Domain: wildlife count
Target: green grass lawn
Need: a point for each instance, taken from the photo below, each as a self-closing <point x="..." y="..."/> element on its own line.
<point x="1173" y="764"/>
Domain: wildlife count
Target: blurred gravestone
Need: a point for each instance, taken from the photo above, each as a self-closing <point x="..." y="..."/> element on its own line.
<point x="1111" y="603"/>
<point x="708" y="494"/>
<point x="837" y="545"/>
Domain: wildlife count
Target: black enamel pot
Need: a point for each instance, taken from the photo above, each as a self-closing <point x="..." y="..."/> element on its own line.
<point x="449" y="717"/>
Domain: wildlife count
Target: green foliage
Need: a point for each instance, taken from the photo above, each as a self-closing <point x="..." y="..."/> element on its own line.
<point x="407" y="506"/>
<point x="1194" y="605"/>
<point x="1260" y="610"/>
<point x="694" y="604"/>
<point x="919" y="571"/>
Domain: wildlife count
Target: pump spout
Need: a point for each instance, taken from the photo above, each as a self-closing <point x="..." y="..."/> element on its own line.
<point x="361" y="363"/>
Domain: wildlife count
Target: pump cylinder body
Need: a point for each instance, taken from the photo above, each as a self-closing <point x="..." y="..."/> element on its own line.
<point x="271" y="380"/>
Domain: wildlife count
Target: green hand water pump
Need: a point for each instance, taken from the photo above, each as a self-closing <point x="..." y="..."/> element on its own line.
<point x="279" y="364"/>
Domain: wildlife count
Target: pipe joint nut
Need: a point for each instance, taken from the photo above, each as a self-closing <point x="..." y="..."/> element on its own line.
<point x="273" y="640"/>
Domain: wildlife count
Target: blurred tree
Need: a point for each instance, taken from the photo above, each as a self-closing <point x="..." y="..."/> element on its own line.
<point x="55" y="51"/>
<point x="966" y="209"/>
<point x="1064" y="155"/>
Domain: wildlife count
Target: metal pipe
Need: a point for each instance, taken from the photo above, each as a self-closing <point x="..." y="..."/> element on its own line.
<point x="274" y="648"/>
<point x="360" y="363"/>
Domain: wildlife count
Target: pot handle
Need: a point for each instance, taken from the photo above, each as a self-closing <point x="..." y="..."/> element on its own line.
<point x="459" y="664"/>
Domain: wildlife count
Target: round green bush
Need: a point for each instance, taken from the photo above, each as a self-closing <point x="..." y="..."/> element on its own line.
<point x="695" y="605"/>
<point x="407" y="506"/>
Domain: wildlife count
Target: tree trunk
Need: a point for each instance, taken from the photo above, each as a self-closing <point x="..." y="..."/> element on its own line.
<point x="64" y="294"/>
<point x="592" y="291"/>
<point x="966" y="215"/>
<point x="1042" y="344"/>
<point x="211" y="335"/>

- - - - - - -

Exercise brief – Using the listing above, pick out each line that contains the word "blurred", then copy it.

Solved problem –
Target: blurred gravestone
Target: blurred tree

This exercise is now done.